◆ Angezeigter Textauszug
------------
Straßburg/Bremen. Der Aufbau des Satellitensystems Galileo wird für die europäischen Steuerzahler weitaus teurer als bislang kalkuliert. Die Europäische Kommission veranschlagt für den Aufbau der Infrastruktur bis 2020 rund 5,3 Milliarden Euro, das sind 1,9 Milliarden Euro zusätzlich. Dies geht aus einem Bericht hervor, den Industriekommissar Antonio Tajani am Dienstag vorstellte. Deutschland pocht trotz der Kostensteigerung auf einen vollständigen Aufbau des Galileo-Systems.
Der Konstrukteur von 14 Galileo-Satelliten, das Bremer Unternehmen OHB, kämpft derweil mit den Folgen einer brisanten Wikileaks-Veröffentlichung: Manager Berry Smutny, der Galileo als "Unfug" bezeichnet haben soll, wurde freigestellt. Bei OHB stand er der Systems-Sparte vor. "Wir haben gemerkt, dass wir den Reputationsschaden aufgrund der Story nicht hätten begrenzen können, wenn wir jetzt nicht schnell gehandelt hätten", sagte Marco Fuchs, Vorstandschef der Muttergesellschaft OHB Technology, der Nachrichtenagentur dpa.
OHB-Manager Smutny soll das Projekt als Steuerverschwendung bezeichnet haben
Smutny soll das Galileo-Projekt gegenüber US-Diplomaten als "Verschwendung von Steuergeldern" und "Unfug" bezeichnet haben, was er dem Unternehmen zufolge an Eides statt bestreitet. Laut Wikileaks soll das brisante Gespräch Anfang Oktober 2009 stattgefunden haben. Smutny war da erst kurze Zeit bei OHB. Smutny ist der erste deutsche Top-Manager, der wegen Veröffentlichungen der Enthüllungsplattform Wikileaks gehen muss.
------------
◆ Aufgabenstellung
Welche Stelle des Artikels über Galileo beginnt mit „OHB-Manager Smutny soll“ und endet mit „Wikileaks gehen muss.“? Zitiere sie wörtlich.
------------
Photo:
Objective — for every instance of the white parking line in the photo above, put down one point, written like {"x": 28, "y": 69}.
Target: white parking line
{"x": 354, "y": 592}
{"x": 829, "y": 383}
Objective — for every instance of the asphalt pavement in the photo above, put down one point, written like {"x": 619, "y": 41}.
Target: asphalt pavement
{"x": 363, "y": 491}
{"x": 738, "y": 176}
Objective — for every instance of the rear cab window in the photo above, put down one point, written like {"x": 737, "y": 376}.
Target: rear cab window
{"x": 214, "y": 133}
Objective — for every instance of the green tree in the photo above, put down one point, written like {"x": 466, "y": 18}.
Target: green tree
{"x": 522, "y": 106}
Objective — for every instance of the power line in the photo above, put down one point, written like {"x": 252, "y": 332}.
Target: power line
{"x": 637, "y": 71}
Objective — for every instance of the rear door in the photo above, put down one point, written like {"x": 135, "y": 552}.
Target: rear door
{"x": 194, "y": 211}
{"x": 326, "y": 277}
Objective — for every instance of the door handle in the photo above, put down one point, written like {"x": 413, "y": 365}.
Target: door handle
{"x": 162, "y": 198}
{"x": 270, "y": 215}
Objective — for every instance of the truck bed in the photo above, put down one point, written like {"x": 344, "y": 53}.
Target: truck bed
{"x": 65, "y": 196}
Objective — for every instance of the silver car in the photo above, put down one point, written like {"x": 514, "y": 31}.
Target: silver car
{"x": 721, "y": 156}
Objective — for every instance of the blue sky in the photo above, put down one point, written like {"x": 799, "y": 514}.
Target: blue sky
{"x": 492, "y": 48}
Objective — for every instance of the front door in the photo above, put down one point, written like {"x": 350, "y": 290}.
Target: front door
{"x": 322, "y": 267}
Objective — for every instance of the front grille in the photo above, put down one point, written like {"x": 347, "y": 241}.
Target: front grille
------------
◆ Lösung
OHB-Manager Smutny soll das Projekt als Steuerverschwendung bezeichnet haben
Smutny soll das Galileo-Projekt gegenüber US-Diplomaten als "Verschwendung von Steuergeldern" und "Unfug" bezeichnet haben, was er dem Unternehmen zufolge an Eides statt bestreitet. Laut Wikileaks soll das brisante Gespräch Anfang Oktober 2009 stattgefunden haben. Smutny war da erst kurze Zeit bei OHB. Smutny ist der erste deutsche Top-Manager, der wegen Veröffentlichungen der Enthüllungsplattform Wikileaks gehen muss.